WHAT IS REQUIRED –
From the entries that follow, copy exactly the lines beginning at the line holding "Where can you spot the wildflower" and continuing through the line holding "Where can you spot the pink-lit".

** Opening DATA SECTION block **

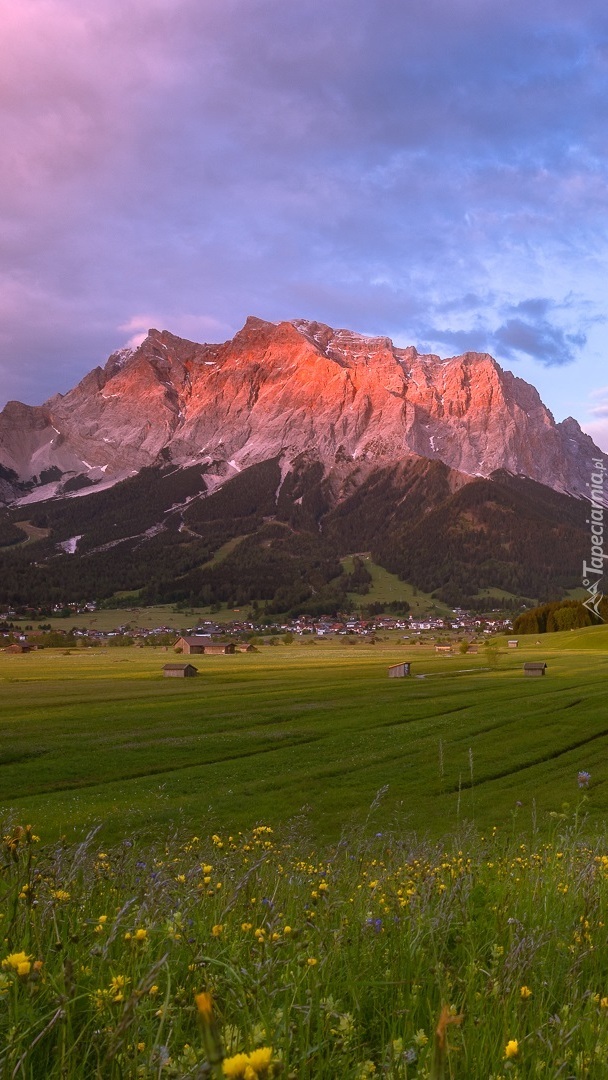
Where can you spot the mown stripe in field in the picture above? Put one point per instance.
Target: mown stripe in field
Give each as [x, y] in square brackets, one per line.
[465, 784]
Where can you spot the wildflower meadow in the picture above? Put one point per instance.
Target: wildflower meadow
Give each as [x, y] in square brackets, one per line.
[259, 955]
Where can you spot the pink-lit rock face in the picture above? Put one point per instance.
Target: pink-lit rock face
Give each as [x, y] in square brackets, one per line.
[287, 389]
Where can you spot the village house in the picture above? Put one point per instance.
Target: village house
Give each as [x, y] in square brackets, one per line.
[192, 644]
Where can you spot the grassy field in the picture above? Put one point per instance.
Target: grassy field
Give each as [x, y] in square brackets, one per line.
[313, 730]
[259, 955]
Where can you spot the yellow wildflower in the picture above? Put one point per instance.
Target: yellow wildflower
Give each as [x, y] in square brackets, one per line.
[234, 1067]
[15, 960]
[204, 1004]
[259, 1060]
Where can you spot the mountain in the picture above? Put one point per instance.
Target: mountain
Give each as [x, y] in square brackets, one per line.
[246, 470]
[287, 389]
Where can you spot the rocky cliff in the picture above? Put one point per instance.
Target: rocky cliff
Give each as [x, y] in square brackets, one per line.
[285, 390]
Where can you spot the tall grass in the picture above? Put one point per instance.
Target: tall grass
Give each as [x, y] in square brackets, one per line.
[254, 956]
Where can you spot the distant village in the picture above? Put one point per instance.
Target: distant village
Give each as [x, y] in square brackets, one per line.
[462, 623]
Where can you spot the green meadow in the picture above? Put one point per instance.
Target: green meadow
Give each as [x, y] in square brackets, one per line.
[313, 731]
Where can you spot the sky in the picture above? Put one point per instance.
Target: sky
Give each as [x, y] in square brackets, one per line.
[434, 172]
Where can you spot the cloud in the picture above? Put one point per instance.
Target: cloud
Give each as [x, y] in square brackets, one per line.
[548, 343]
[435, 173]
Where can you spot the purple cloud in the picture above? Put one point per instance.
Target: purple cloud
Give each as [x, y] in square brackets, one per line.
[386, 167]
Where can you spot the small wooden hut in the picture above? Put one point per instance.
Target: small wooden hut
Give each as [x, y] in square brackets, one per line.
[535, 669]
[179, 671]
[400, 671]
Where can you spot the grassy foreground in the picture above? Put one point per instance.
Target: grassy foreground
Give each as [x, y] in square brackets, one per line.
[376, 957]
[100, 737]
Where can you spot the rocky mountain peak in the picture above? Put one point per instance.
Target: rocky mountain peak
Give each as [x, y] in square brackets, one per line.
[286, 389]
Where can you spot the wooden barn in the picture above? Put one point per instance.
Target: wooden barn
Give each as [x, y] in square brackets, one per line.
[400, 671]
[534, 669]
[192, 644]
[179, 671]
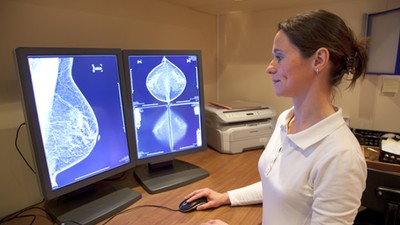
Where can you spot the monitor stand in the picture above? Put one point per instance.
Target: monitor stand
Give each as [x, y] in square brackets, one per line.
[91, 206]
[168, 175]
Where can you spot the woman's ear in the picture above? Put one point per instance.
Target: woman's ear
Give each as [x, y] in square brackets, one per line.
[321, 59]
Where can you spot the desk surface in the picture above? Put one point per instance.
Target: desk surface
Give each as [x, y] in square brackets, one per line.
[226, 172]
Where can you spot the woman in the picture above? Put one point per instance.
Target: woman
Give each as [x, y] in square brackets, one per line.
[313, 170]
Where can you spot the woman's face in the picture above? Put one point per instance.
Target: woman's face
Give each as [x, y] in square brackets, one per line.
[291, 74]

** Closing DATA SECTION block **

RESPONSE BELOW –
Where can you spot the wildflower meadow in the picture above? Put one point per instance.
Target: wildflower meadow
Give each as [x, y] in square brackets, one per line.
[259, 955]
Where can you spot the pink-lit rock face in the picture above? Put one point per instance.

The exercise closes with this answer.